> [PROVIDED TEXT]:

• • • •

Cells, the building blocks of the human body, contain genetic information (DNA) that is passed on from parent cell to daughter cell through the cell reproduction process called cell division. When a cell divides the genetic information contained in DNA copies itself and transmits to a daughter cell through a series of processes. There are two types of cells: eukaryotic and prokaryotic and these two cell types reproduce or divide in two main ways, either Mitosis or Meiosis. Cell division can also be broken down into two reproductive categories: asexual (Mitosis) and sexual (Meiosis). (Solomon et al 2002). .
Every cell contains DNA, which is in fact the vital information (genetic code) needed to construct and maneuver a human body. DNA is structured into units called genes. An eukaryotic cell nucleus contains a lot of DNA and protein that get together to form a chromosome. Therefore, the chromosome is the major carrier of genetic information. All species have different numbers of chromosomes and different types of genetic codes inside these chromosomes. Human beings usually have 46 different chromosomes; other species can have as little as 2 chromosomes or as many as 200. Most species contain between 10 and 50 chromosomes. (Solomon et al 2002). .

• • • •

Transcribe the stretch of the passage on cell division and DNA from "Cells, the building" through "(Meiosis). (Solomon et al 2002). .", word for word.

• • • •

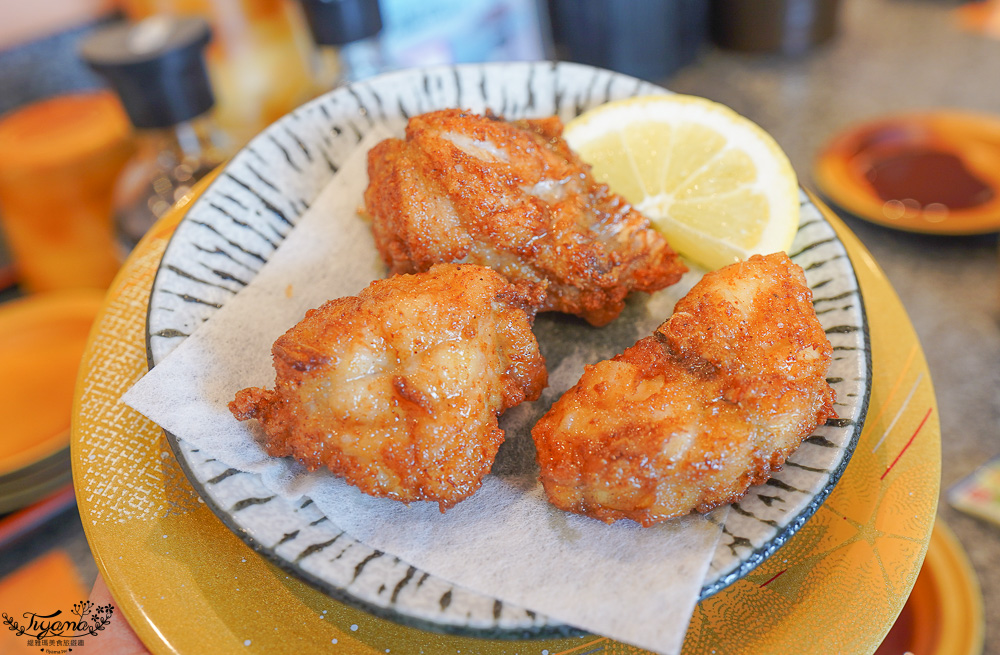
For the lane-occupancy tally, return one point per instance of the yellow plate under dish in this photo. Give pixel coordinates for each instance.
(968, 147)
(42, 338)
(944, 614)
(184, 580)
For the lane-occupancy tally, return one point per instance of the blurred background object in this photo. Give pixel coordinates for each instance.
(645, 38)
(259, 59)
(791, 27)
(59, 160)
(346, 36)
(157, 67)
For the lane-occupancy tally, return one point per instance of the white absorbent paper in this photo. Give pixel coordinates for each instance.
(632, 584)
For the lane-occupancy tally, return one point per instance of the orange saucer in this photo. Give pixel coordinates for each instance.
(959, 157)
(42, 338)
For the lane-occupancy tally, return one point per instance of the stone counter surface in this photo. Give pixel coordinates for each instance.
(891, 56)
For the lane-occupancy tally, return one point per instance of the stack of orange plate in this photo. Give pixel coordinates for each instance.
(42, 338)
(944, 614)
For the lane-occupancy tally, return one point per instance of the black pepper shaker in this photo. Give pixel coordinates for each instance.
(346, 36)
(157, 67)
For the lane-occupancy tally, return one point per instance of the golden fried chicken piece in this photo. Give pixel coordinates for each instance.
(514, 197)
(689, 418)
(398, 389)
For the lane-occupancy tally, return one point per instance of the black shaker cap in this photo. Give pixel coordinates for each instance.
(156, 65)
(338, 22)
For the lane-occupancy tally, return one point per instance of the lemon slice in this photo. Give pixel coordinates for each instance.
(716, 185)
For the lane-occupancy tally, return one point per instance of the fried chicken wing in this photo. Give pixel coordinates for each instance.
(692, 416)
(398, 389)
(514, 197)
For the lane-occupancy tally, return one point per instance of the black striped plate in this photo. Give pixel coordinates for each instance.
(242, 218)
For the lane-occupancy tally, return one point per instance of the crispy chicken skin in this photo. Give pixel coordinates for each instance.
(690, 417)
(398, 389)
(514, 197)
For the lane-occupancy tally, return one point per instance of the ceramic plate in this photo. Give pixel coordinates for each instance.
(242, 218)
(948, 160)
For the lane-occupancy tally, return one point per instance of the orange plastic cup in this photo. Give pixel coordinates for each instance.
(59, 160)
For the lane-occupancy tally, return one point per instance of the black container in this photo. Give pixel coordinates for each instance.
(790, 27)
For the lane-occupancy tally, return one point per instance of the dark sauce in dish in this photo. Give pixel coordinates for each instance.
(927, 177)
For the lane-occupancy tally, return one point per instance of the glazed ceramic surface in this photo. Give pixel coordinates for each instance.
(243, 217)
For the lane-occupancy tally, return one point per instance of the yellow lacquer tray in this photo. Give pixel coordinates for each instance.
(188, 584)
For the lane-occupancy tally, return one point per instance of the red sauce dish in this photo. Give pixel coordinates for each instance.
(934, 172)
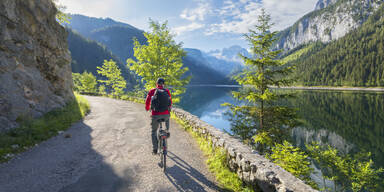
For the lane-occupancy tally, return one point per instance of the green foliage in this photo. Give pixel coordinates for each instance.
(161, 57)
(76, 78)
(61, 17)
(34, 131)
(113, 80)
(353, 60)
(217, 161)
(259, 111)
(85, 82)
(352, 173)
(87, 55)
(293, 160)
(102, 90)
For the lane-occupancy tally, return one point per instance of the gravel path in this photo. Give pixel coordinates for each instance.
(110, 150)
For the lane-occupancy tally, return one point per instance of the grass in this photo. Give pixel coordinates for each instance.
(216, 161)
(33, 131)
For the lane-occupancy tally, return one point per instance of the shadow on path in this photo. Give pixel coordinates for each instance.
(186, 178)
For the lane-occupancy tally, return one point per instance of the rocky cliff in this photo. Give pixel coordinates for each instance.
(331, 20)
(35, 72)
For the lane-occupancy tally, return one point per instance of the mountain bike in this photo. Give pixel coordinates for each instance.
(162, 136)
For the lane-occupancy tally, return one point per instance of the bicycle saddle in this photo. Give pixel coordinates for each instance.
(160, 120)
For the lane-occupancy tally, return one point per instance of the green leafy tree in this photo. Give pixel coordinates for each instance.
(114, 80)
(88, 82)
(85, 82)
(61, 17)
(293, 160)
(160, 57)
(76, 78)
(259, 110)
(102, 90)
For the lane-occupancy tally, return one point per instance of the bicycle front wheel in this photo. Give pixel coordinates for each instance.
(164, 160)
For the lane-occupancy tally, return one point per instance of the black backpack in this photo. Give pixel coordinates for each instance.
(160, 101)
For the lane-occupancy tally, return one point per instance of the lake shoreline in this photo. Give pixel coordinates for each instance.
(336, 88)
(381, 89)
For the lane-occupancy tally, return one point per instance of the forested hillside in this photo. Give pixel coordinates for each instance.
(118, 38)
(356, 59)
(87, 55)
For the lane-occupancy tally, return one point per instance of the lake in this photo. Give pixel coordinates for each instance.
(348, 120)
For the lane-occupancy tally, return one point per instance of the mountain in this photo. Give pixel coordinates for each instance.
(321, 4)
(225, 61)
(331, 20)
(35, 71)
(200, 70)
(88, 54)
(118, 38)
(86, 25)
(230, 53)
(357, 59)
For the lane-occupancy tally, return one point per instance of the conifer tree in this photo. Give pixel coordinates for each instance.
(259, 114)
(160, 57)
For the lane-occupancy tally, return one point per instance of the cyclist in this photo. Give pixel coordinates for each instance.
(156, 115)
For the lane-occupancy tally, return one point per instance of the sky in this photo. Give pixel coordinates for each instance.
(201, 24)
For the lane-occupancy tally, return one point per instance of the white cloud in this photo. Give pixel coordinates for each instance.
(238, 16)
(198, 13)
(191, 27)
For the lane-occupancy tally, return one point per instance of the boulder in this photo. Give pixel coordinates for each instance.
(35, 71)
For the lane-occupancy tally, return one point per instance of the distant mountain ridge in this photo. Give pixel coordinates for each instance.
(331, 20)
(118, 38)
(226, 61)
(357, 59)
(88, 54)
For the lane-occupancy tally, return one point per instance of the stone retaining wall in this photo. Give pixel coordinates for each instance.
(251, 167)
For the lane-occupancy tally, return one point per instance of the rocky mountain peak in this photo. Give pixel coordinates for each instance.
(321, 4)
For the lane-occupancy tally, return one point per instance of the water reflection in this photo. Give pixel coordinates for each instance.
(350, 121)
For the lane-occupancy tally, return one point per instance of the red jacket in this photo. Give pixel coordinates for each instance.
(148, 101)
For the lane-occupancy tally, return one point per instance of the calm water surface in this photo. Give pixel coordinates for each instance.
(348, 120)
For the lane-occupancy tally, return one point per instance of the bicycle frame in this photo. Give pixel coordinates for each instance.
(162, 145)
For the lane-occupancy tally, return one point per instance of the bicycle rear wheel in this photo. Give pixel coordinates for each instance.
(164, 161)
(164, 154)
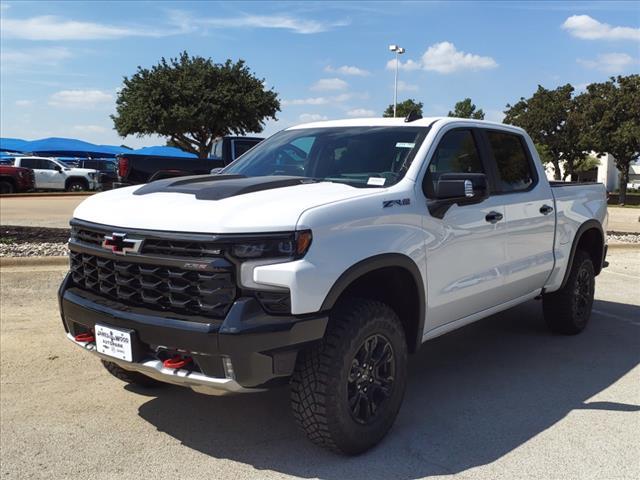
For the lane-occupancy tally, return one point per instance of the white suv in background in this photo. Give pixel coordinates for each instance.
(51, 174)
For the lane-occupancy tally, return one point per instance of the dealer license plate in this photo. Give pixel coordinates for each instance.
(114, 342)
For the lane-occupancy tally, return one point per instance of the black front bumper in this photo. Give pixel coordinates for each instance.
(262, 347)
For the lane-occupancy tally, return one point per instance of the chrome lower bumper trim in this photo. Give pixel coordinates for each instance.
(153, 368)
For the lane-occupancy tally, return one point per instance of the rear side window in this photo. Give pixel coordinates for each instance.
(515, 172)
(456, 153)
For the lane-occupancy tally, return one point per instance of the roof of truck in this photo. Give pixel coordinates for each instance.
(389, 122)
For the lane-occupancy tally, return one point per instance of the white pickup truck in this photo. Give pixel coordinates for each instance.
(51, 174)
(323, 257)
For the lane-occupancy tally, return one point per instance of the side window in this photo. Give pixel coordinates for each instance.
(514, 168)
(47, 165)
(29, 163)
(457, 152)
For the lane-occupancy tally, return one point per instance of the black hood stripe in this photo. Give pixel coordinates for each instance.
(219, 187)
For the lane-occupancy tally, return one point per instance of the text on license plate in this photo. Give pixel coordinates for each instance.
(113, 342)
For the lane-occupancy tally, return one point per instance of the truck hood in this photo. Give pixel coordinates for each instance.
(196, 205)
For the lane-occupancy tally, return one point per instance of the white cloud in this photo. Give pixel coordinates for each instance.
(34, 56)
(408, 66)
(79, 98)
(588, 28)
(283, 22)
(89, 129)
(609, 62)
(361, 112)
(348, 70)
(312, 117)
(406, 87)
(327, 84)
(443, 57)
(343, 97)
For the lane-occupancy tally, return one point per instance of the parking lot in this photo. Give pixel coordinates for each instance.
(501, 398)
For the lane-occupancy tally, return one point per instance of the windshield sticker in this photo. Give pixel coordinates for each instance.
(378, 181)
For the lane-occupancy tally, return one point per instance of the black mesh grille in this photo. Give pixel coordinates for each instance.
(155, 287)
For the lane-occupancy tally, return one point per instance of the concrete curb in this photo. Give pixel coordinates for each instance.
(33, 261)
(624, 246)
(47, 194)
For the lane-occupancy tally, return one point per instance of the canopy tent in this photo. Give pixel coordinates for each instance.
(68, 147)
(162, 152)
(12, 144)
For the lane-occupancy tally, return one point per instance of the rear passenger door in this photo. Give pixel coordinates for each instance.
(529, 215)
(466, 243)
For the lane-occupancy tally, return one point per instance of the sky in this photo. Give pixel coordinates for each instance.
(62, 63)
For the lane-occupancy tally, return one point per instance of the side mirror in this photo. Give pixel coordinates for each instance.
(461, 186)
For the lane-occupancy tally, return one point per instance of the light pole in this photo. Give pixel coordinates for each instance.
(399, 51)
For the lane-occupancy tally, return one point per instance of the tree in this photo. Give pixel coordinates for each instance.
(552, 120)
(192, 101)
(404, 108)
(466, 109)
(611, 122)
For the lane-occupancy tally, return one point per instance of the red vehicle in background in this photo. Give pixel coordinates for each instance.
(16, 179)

• • • •

> [FINAL ANSWER]:
Cells, the building blocks of the human body, contain genetic information (DNA) that is passed on from parent cell to daughter cell through the cell reproduction process called cell division. When a cell divides the genetic information contained in DNA copies itself and transmits to a daughter cell through a series of processes. There are two types of cells: eukaryotic and prokaryotic and these two cell types reproduce or divide in two main ways, either Mitosis or Meiosis. Cell division can also be broken down into two reproductive categories: asexual (Mitosis) and sexual (Meiosis). (Solomon et al 2002). .